◆ What you should do:
Your task is to print, exactly and only, the lines from the start of the entries below through the line with "box: [26, 116, 163, 213]". Include both ends, but skip the pictures.

◆ Material for this task:

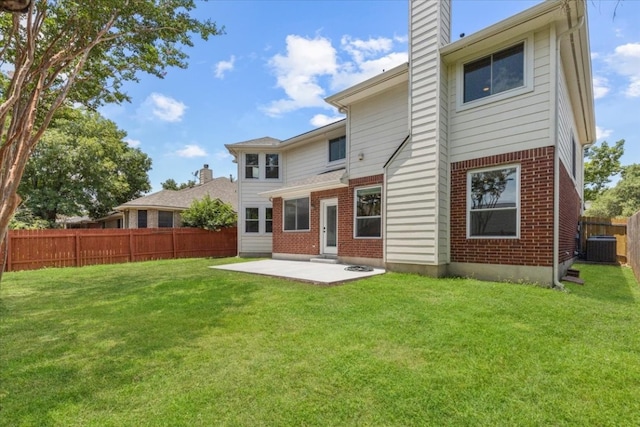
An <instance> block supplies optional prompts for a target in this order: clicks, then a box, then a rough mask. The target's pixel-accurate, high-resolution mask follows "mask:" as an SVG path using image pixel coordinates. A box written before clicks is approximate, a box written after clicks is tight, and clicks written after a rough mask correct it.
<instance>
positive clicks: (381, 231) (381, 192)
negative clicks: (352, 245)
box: [355, 187, 382, 237]
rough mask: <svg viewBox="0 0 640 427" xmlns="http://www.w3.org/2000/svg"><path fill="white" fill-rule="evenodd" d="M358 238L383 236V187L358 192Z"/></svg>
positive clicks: (356, 223) (357, 204) (355, 234)
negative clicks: (382, 212)
mask: <svg viewBox="0 0 640 427" xmlns="http://www.w3.org/2000/svg"><path fill="white" fill-rule="evenodd" d="M355 211H356V219H355V220H356V226H355V236H356V237H380V236H382V189H381V187H371V188H359V189H357V190H356V209H355Z"/></svg>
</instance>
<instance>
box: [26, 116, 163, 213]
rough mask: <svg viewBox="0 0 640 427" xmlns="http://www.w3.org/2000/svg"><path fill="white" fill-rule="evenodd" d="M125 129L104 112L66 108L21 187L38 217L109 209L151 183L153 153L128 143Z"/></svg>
mask: <svg viewBox="0 0 640 427" xmlns="http://www.w3.org/2000/svg"><path fill="white" fill-rule="evenodd" d="M125 137H126V133H125V132H124V131H122V130H120V129H118V127H117V126H116V124H115V123H114V122H112V121H111V120H107V119H105V118H104V117H102V116H101V115H100V114H98V113H96V112H92V111H87V110H83V109H65V110H64V114H63V115H62V117H60V118H58V119H55V120H54V121H53V122H52V124H51V125H50V126H49V129H47V131H45V133H44V134H43V136H42V139H41V140H40V142H39V143H38V145H37V146H36V147H35V148H34V150H33V152H32V154H31V158H30V159H29V161H28V163H27V165H26V167H25V172H24V175H23V178H22V182H21V184H20V187H19V193H20V194H21V195H22V196H23V197H24V198H25V202H24V204H25V205H26V206H27V207H29V208H30V210H31V212H33V214H34V215H35V216H36V217H40V218H43V219H46V220H48V221H49V222H50V223H53V222H54V221H55V220H56V217H57V215H59V214H62V215H68V216H73V215H84V214H88V215H89V216H91V217H93V218H99V217H101V216H105V215H107V214H108V213H109V212H110V211H112V210H113V208H114V207H115V206H117V205H120V204H122V203H125V202H127V201H129V200H131V199H134V198H137V197H140V196H142V194H143V193H144V192H146V191H149V190H150V189H151V184H150V183H149V177H148V175H147V172H148V171H149V169H151V159H150V158H149V157H148V156H147V155H146V154H145V153H143V152H142V151H140V150H139V149H137V148H132V147H129V146H128V145H127V143H126V142H124V141H123V139H124V138H125Z"/></svg>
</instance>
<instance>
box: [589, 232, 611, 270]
mask: <svg viewBox="0 0 640 427" xmlns="http://www.w3.org/2000/svg"><path fill="white" fill-rule="evenodd" d="M616 244H617V242H616V238H615V237H614V236H591V237H589V238H588V239H587V261H592V262H609V263H615V262H616V261H617V255H616V254H617V247H616Z"/></svg>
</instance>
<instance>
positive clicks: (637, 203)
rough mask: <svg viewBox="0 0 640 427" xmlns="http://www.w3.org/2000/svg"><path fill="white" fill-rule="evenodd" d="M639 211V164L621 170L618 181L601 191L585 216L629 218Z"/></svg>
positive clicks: (639, 205)
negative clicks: (619, 180) (605, 188)
mask: <svg viewBox="0 0 640 427" xmlns="http://www.w3.org/2000/svg"><path fill="white" fill-rule="evenodd" d="M638 211H640V164H637V163H636V164H632V165H629V166H625V167H623V168H622V172H621V174H620V181H618V183H617V184H616V186H615V187H613V188H609V189H607V190H605V191H603V192H602V193H601V194H600V195H598V197H596V199H595V200H594V201H593V203H592V204H591V206H590V207H589V209H588V210H587V212H586V214H587V215H590V216H600V217H619V216H621V217H630V216H632V215H633V214H635V213H636V212H638Z"/></svg>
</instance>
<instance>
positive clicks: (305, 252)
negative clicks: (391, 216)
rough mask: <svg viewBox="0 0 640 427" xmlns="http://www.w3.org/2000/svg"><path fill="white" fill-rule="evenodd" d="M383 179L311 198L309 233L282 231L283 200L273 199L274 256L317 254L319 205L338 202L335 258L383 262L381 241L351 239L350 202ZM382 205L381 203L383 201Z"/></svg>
mask: <svg viewBox="0 0 640 427" xmlns="http://www.w3.org/2000/svg"><path fill="white" fill-rule="evenodd" d="M382 181H383V175H375V176H370V177H366V178H358V179H353V180H351V181H350V182H349V187H347V188H337V189H332V190H326V191H318V192H314V193H312V194H311V214H310V218H309V226H310V230H309V231H294V232H291V231H287V232H283V231H282V198H280V197H278V198H274V199H273V252H274V253H286V254H299V255H318V254H319V253H320V201H321V200H323V199H332V198H337V199H338V256H345V257H362V258H380V259H381V258H382V243H383V240H382V239H354V238H353V198H354V194H355V188H357V187H365V186H369V185H382ZM383 203H384V201H383Z"/></svg>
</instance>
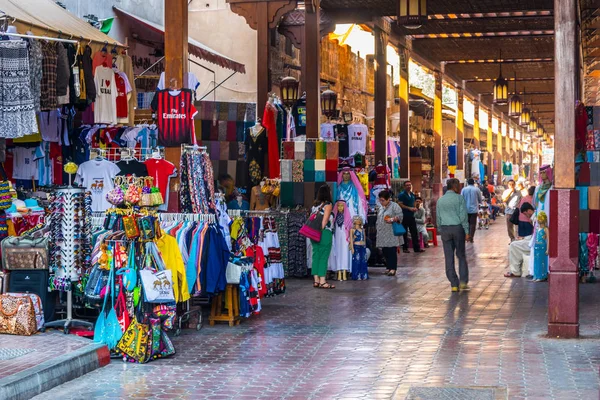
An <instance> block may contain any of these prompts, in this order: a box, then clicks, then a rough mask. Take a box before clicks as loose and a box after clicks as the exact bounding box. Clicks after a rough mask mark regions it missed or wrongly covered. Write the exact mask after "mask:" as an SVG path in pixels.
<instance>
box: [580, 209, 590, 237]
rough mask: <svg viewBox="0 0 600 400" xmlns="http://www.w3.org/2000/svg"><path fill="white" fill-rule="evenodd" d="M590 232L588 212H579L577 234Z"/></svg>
mask: <svg viewBox="0 0 600 400" xmlns="http://www.w3.org/2000/svg"><path fill="white" fill-rule="evenodd" d="M589 231H590V210H579V232H589Z"/></svg>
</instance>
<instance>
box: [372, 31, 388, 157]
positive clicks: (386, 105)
mask: <svg viewBox="0 0 600 400" xmlns="http://www.w3.org/2000/svg"><path fill="white" fill-rule="evenodd" d="M374 35H375V162H376V163H378V162H379V161H381V162H383V164H384V165H387V86H388V81H387V44H388V33H387V32H385V31H384V30H383V29H381V27H379V26H377V25H376V27H375V30H374Z"/></svg>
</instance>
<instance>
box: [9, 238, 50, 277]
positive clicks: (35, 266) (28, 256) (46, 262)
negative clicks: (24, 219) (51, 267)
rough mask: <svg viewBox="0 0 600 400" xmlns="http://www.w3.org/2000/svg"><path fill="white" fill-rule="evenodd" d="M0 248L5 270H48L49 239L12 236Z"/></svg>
mask: <svg viewBox="0 0 600 400" xmlns="http://www.w3.org/2000/svg"><path fill="white" fill-rule="evenodd" d="M0 247H2V268H3V269H4V270H15V269H48V238H32V237H28V236H10V237H7V238H5V239H4V240H2V244H1V245H0Z"/></svg>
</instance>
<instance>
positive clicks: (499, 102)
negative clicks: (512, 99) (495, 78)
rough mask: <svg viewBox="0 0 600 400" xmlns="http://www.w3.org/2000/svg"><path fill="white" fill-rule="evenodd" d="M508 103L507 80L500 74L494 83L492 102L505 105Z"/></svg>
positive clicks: (494, 103) (499, 104)
mask: <svg viewBox="0 0 600 400" xmlns="http://www.w3.org/2000/svg"><path fill="white" fill-rule="evenodd" d="M507 103H508V81H507V80H506V79H504V78H503V77H502V75H500V77H499V78H498V79H496V83H494V104H498V105H505V104H507Z"/></svg>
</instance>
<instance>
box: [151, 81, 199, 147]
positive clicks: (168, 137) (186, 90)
mask: <svg viewBox="0 0 600 400" xmlns="http://www.w3.org/2000/svg"><path fill="white" fill-rule="evenodd" d="M151 107H152V110H154V111H156V120H157V125H158V144H159V145H161V146H165V147H172V146H178V145H180V144H182V143H192V139H193V138H195V135H193V129H194V122H193V120H194V116H195V115H196V114H197V113H198V111H197V110H196V108H195V107H194V105H193V104H192V91H191V90H189V89H182V90H176V91H169V90H159V91H158V92H156V94H155V95H154V99H152V105H151Z"/></svg>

◆ Exercise result:
An <instance> block supplies optional prompts for a target in this order: clicks, then a box, then a rough mask. The target's pixel-accurate, high-resolution mask follows "mask:" as an SVG path using image pixel coordinates. A box written before clicks is approximate, a box written after clicks is tight, and clicks written after a rough mask correct it.
<instance>
positive clicks: (381, 231) (381, 192)
negative clicks: (352, 245)
box: [355, 187, 382, 237]
rough mask: <svg viewBox="0 0 640 427" xmlns="http://www.w3.org/2000/svg"><path fill="white" fill-rule="evenodd" d="M358 238L383 236V187L358 192Z"/></svg>
positive clicks: (356, 223) (357, 204) (355, 234)
negative clicks: (382, 212)
mask: <svg viewBox="0 0 640 427" xmlns="http://www.w3.org/2000/svg"><path fill="white" fill-rule="evenodd" d="M355 211H356V219H355V220H356V226H355V236H356V237H380V236H382V189H381V187H371V188H359V189H357V190H356V209H355Z"/></svg>
</instance>
<instance>
box: [26, 116, 163, 213]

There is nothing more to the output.